Reproduce every line of the records below, including the requests, and add -48 to each coordinate value in the answers while leaving the numbers in the requests and their format samples unchanged. Omit the pictures from your output.

-----

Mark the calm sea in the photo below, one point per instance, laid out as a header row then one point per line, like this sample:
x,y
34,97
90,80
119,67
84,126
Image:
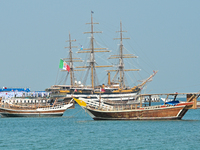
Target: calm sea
x,y
76,130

-----

▸ **EXERCISE ANSWER**:
Mark the calm sea in the photo below, one point per instance, laid out as a header row then one point per line, like this sample:
x,y
34,97
90,80
119,67
84,126
Image:
Target: calm sea
x,y
28,82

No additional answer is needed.